**Passage provided**
◆ ◆ ◆

FIG. 20 is a flowchart illustrating a method for padding real-time service Tisle frames with non-real-time service packets according to one or more illustrative embodiments of the invention.

FIG. 21 illustrates a suitable digital broadcast transmitter in which one or more illustrative embodiments of the invention may be implemented.

DETAILED DESCRIPTION OF THE INVENTION

In the following description of the various embodiments, reference is made to the accompanying drawings, which form a part hereof, and in which is shown by way of illustration various embodiments in which the invention may be practiced. It is to be understood that other embodiments may be utilized and structural and functional modifications may be made without departing from the scope and spirit of the present invention.

FIG. 1 illustrates a suitable digital broadband broadcast system 102 in which one or more illustrative embodiments of the invention may be implemented. Systems such as the one illustrated here may utilize a digital broadband broadcast technology, for example Digital Video Broadcast—Handheld (DVB-H). Examples of other digital broadcast standards which digital broadband broadcast system 102 may utilize include Digital Video Broadcast—Terrestrial (DVB-T), Integrated Services Digital Broadcasting—Terrestrial (ISDB-T), Advanced Television Systems Committee (ATSC) Data Broadcast Standard, Digital Multimedia Broadcast-Terrestrial (DMB-T), Terrestrial Digital Multimedia Broadcasting (T-DMB), Forward Link Only (FLO), Digital Audio Broadcasting (DAB), and Digital Radio Mondiale (DRM). Other digital broadcasting standards and techniques, now known or later developed, may also be used.

Digital content may be created and/or provided by digital content sources 104 and may include video signals, audio signals, data, and so forth. Digital content sources 104 may provide content to digital broadcast transmitter 103 in the form of digital packets, e.g., Internet Protocol (IP) packets. A group of related IP packets sharing a certain unique IP address is sometimes described as an IP stream. Digital broadcast transmitter 103 may receive, process, and forward for transmission multiple IP streams from multiple digital content sources 104. The processed digital content may then be passed to digital broadcast tower 105 (or other physical transmission implements) for wireless transmission. Ultimately, mobile terminals 101 may selectively receive and consume digital content originating with digital content sources 104.

◆ ◆ ◆

**Data segment**
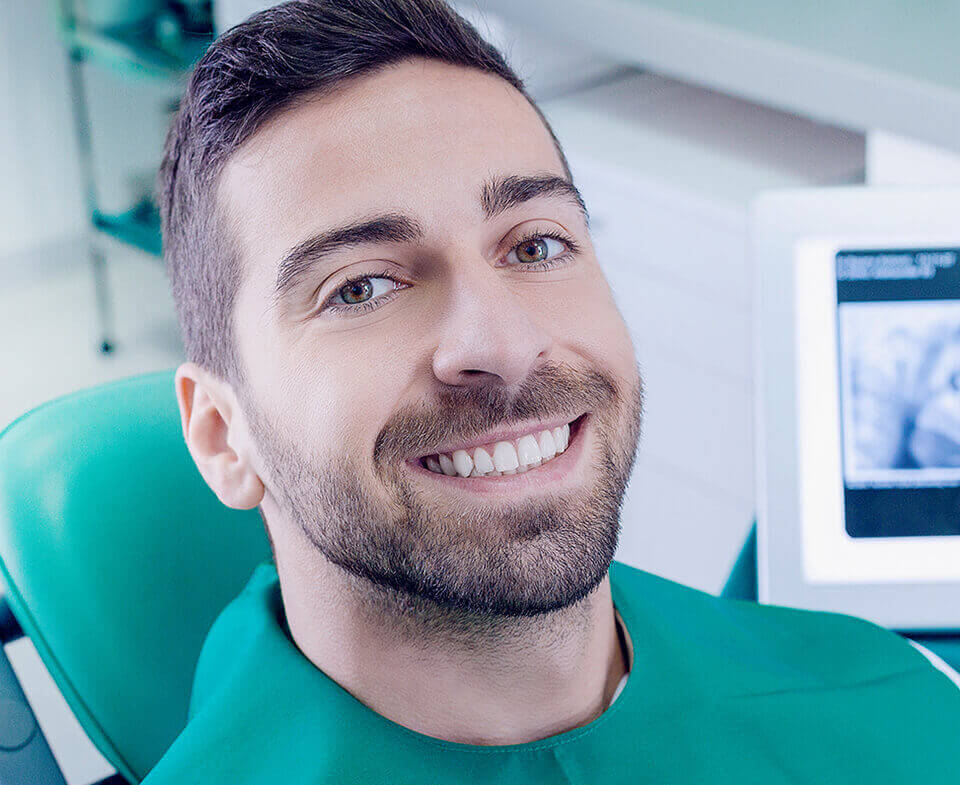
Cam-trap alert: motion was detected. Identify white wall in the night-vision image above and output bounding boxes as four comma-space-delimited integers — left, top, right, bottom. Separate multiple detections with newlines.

◆ ◆ ◆

**Task goal**
Please carry on the patent description of the digital broadband broadcast system, starting right after its final sentence about mobile terminals.

**Result for this task**
FIG. 2 illustrates a suitable digital broadcast transmitter 103 in which one or more illustrative embodiments of the invention may be implemented. Such a device may be referred to as an IP encapsulator. The functional blocks depicted in FIG. 2 present merely one possible embodiment of digital broadcast transmitter 103. Other embodiments may separate or rearrange functionality depicted. IP streams delivering content to digital broadcast transmitter 103 include both real-time services and non-real-time services. Real-time services may include content which should be delivered in a time-sensitive fashion. Non-real-time services may include content which is time-insensitive, or at least less time-sensitive. A service represents one or more IP streams carrying related content (e.g., a video stream coupled with its associated audio stream). Real-time services may include video or audio, or any such streams of content which rely on timely and continuous delivery. Non-real-time services may include anything for which timely and continuous delivery is less important, e.g., the downloading of a data file. IP streams for different types of services may be separated into two or more parallel pipelines 201, 211 within transmitter 103 for separate processing. Alternative embodiments may allow the scheduled sharing of different types of IP streams within the same pipeline.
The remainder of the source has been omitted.